■ Stated goal 1 ■
In the court order, which county is the state action out of?
■ Stated goal 2 ■
Repeat the court order from "Hoist & Crane Service Group, Inc. and" to "abstention is GRANTED.".
■ Stated goal 3 ■
Decide whether each statement agrees with the court order, answering yes or no and quoting the words that settle it: (a) The motion for a partial stay was brought by the plaintiffs. (b) The defendants want the federal claims against Hoist & Crane and Backhaus stayed until a state action is resolved. (c) The judge denied the motion.

■ Selected passage ■

......

United States District Court, S.D. Ohio, Western Division

May 31, 2017

Konecranes, Inc. and Terex Utilities, Inc., d/b/a Terex Services Plaintiffs,
v.
Hoist & Crane Service Group, Inc. and David E. Backhaus and Michael Anderson and Nicolas Shafer. Defendants.

          ENTRY AND ORDER GRANTING DEFENDANTS' MOTION FOR A PARTIAL STAY OF PROCEEDINGS, DOC. 4, AND, RETAINING JURISDICTION PENDING RESOLUTION OF PERTINENT ISSUES OF STATE LAW, AND ORDERING PLAINTIFF TO FILE QUARTERLY STATUS REPORTS.

          THOMAS M. ROSE UNITED STATES DISTRICT JUDGE

         Pending before the Court is a Motion for a Partial Stay of Proceedings from Defendants: Hoist & Crane Service Group, Inc. (“Hoist & Crane”), David E. Backhaus, Michael Anderson, and Nicolas Shafer (Doc. 4). Therein, Defendants request that the federal claims against Hoist & Crane and Backhaus be stayed pending the resolution of a state action out of Wood County, Ohio. Because there are parallel claims in State and Federal court, Defendants' motion for abstention is GRANTED.

......

Data extracted from a collection

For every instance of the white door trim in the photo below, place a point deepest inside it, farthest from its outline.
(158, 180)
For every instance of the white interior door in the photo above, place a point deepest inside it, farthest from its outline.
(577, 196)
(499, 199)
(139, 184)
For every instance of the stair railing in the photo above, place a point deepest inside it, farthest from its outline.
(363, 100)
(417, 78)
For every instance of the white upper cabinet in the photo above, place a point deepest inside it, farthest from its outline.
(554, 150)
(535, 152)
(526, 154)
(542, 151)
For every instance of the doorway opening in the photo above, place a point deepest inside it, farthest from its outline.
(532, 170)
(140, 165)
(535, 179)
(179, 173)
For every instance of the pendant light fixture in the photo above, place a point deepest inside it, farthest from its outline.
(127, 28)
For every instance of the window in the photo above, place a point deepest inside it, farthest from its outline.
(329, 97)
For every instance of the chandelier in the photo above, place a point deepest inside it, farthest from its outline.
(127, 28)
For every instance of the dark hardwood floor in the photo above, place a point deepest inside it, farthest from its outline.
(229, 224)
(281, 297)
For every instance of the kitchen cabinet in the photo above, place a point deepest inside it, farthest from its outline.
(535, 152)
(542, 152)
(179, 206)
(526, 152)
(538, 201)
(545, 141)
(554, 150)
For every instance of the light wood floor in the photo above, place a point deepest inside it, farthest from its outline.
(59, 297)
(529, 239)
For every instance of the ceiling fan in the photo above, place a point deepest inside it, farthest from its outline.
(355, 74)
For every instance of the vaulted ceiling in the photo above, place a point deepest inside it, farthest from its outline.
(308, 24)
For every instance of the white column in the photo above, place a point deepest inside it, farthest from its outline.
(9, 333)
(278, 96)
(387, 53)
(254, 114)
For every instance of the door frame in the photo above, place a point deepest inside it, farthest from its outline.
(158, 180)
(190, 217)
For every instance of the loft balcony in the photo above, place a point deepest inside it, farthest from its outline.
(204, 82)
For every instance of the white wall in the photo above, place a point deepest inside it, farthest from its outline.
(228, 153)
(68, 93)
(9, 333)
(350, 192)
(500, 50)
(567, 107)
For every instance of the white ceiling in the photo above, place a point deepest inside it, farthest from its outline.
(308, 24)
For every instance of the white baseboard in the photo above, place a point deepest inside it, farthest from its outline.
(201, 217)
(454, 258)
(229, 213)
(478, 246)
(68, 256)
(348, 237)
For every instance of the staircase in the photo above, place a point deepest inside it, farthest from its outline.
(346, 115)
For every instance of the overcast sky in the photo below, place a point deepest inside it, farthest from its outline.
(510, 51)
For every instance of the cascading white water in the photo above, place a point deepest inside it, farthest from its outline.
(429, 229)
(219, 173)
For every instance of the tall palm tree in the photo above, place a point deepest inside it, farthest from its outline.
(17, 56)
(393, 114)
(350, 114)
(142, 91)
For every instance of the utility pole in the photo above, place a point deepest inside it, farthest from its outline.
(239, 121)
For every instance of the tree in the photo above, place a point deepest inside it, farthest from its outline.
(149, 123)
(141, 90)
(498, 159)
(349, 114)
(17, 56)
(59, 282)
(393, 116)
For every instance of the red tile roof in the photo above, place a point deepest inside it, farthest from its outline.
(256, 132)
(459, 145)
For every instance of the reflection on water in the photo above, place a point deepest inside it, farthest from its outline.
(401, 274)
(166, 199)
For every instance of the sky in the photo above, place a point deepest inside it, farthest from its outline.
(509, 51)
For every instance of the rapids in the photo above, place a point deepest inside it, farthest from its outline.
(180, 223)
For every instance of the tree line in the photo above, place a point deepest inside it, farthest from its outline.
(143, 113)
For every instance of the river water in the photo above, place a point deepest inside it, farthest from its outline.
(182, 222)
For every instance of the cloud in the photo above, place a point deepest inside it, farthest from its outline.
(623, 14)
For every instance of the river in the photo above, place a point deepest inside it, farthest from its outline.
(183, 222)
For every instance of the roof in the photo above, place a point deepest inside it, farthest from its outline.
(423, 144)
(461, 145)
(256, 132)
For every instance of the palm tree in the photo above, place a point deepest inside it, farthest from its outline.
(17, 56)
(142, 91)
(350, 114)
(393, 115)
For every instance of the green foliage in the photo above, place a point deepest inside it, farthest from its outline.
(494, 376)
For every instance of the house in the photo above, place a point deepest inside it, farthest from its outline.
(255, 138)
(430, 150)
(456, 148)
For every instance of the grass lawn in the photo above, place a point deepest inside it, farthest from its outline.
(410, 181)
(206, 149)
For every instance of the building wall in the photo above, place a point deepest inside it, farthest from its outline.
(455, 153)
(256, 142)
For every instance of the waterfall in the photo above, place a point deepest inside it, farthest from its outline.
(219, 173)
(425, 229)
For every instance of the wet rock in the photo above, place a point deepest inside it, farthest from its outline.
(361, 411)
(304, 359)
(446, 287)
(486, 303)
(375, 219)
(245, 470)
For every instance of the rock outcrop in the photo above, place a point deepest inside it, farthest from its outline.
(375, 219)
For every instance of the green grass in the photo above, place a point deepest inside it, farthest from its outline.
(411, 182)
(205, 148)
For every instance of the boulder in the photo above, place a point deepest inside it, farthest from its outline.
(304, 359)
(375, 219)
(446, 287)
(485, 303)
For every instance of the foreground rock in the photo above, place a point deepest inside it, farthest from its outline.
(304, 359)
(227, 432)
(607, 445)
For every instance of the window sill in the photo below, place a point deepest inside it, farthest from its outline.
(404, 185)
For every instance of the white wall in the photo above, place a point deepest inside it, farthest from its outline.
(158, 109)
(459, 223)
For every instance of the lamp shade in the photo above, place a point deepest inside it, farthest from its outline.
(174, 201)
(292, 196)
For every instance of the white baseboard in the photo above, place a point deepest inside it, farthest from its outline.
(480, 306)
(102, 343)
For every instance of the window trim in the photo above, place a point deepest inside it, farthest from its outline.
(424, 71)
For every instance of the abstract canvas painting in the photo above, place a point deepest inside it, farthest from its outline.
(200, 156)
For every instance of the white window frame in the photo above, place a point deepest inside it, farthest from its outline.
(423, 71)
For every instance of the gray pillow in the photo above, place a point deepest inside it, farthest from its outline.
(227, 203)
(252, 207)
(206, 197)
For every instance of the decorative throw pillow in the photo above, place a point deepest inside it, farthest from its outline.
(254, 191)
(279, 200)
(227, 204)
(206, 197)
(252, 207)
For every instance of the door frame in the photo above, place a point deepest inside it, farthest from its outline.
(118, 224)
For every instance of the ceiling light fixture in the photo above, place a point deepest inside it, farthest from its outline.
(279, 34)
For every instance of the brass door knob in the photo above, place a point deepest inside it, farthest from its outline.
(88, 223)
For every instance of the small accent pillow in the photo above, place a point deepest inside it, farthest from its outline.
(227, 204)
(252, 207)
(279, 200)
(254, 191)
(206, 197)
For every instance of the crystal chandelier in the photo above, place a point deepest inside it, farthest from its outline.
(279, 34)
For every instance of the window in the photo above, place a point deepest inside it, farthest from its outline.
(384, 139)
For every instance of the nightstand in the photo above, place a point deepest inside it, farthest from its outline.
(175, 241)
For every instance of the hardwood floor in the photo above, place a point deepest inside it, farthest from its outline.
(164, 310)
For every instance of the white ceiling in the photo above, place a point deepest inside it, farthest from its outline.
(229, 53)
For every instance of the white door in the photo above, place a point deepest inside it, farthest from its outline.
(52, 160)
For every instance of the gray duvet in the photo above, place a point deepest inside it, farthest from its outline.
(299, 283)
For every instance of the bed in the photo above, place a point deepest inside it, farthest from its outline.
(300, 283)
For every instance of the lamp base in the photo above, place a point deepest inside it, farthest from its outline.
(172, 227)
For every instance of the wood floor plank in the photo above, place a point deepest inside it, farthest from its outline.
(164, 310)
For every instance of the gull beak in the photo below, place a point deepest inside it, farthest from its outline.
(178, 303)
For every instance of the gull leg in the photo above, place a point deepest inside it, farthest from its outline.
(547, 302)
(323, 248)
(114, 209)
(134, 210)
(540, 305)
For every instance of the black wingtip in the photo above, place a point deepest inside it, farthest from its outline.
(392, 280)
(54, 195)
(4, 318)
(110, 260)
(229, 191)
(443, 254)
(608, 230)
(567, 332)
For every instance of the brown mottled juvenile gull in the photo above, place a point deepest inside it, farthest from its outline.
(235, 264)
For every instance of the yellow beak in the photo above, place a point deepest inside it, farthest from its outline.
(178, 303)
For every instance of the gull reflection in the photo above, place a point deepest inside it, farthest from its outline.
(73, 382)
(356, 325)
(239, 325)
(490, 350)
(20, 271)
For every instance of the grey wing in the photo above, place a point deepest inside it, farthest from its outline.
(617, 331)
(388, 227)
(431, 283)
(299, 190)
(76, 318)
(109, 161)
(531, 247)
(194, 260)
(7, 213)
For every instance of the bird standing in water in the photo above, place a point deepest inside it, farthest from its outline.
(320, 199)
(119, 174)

......

■ Expected output 1 ■
Wood County, Ohio.

■ Expected output 2 ■
Hoist & Crane Service Group, Inc. and David E. Backhaus and Michael Anderson and Nicolas Shafer. Defendants.

          ENTRY AND ORDER GRANTING DEFENDANTS' MOTION FOR A PARTIAL STAY OF PROCEEDINGS, DOC. 4, AND, RETAINING JURISDICTION PENDING RESOLUTION OF PERTINENT ISSUES OF STATE LAW, AND ORDERING PLAINTIFF TO FILE QUARTERLY STATUS REPORTS.

          THOMAS M. ROSE UNITED STATES DISTRICT JUDGE

         Pending before the Court is a Motion for a Partial Stay of Proceedings from Defendants: Hoist & Crane Service Group, Inc. (“Hoist & Crane”), David E. Backhaus, Michael Anderson, and Nicolas Shafer (Doc. 4). Therein, Defendants request that the federal claims against Hoist & Crane and Backhaus be stayed pending the resolution of a state action out of Wood County, Ohio. Because there are parallel claims in State and Federal court, Defendants' motion for abstention is GRANTED.

■ Expected output 3 ■
(a) No: "Motion for a Partial Stay of Proceedings from Defendants"
(b) Yes: "Defendants request that the federal claims against Hoist & Crane and Backhaus be stayed pending the resolution of a state action out of Wood County, Ohio"
(c) No: "Defendants' motion for abstention is GRANTED"